REQUIRED ACTION
Only a number is wanted: how many lines in the records below contain "like"?

[[ STORED DATA, beginning ]]

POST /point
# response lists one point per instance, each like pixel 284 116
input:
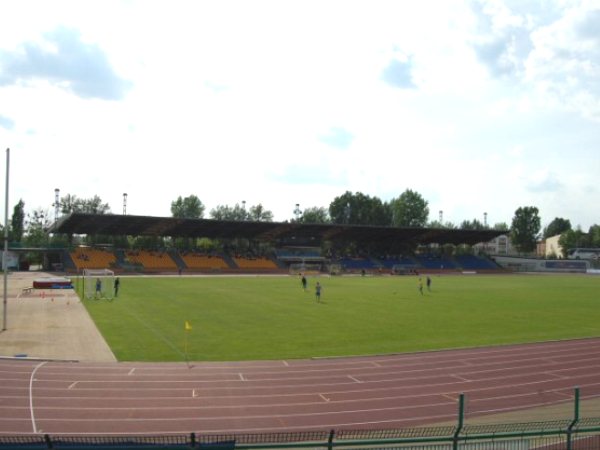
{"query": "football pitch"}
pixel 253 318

[[ STORED DATA, end ]]
[[ STORED DATA, beginning ]]

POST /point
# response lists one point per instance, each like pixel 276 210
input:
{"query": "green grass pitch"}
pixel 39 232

[[ STORED DATA, end ]]

EXERCISE SOLUTION
2